INPUT RECORDS:
Content starts

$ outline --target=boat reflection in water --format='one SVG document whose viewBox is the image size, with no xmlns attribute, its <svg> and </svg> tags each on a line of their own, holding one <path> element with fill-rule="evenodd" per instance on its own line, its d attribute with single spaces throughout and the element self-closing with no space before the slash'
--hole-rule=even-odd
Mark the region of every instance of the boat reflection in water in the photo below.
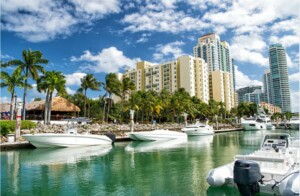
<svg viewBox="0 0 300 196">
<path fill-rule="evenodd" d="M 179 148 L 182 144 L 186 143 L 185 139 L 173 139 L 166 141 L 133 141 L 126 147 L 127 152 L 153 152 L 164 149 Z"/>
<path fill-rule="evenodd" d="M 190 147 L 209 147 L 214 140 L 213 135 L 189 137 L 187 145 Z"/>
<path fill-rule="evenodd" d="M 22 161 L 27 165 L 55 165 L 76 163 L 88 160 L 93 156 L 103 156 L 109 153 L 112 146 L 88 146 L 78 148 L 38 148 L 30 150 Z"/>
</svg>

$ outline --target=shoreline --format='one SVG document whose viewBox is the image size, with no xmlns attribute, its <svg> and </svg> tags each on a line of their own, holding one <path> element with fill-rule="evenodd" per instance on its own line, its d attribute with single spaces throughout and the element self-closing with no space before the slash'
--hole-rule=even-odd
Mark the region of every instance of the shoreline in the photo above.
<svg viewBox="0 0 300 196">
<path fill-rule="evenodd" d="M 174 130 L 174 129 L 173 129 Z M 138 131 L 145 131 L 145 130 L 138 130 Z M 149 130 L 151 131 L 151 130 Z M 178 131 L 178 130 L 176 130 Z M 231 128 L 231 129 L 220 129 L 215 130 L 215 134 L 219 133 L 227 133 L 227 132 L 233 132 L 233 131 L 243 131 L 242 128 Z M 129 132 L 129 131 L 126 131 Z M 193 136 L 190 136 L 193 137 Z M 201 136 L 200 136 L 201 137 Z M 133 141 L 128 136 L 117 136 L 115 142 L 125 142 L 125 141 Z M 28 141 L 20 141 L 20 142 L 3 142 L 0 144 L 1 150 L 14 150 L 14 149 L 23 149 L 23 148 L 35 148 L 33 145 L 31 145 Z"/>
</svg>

Content ends
Content starts

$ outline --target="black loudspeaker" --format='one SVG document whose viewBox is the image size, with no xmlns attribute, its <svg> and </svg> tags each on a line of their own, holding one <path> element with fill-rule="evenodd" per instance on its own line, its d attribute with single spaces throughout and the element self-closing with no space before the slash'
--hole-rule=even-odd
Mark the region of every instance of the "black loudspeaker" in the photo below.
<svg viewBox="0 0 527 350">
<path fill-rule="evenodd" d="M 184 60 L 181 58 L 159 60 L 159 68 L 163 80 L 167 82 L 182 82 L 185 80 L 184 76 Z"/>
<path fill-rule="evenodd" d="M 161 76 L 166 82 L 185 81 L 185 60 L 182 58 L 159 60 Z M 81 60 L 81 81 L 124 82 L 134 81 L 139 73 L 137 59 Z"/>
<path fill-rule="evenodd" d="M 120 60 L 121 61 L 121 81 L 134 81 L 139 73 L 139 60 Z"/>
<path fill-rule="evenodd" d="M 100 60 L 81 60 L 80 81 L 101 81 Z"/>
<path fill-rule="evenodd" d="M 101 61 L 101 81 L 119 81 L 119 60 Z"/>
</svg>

Content ends

WORK REQUEST: Each line in the records above with "attribute" must be returned.

WRITTEN RESPONSE:
$ outline --target=boat reflection in water --format='one SVG document whose viewBox is the image size, with no xmlns attribute, its <svg> and </svg> tags each on a line of their own, holding one <path> element with fill-rule="evenodd" per instance on its own line, its d attribute with single spaces throughout and the element self-closing with no space before the slash'
$ outline --target=shoreline --format='one SVG document whose viewBox is the image size, with no xmlns attribute, its <svg> and </svg> tags each on a line of their own, holding one <path> element with fill-rule="evenodd" per instance on its own line, its d attribute with single spaces throughout and the element self-closing with no space before the slash'
$ outline --target="black loudspeaker" --format='one SVG document whose viewBox is the image size, with no xmlns attribute, its <svg> and </svg> tags each on a line of their own, holding one <path> element with fill-rule="evenodd" per instance on its own line, its d attribute with single spaces throughout and the element self-closing with no space before the slash'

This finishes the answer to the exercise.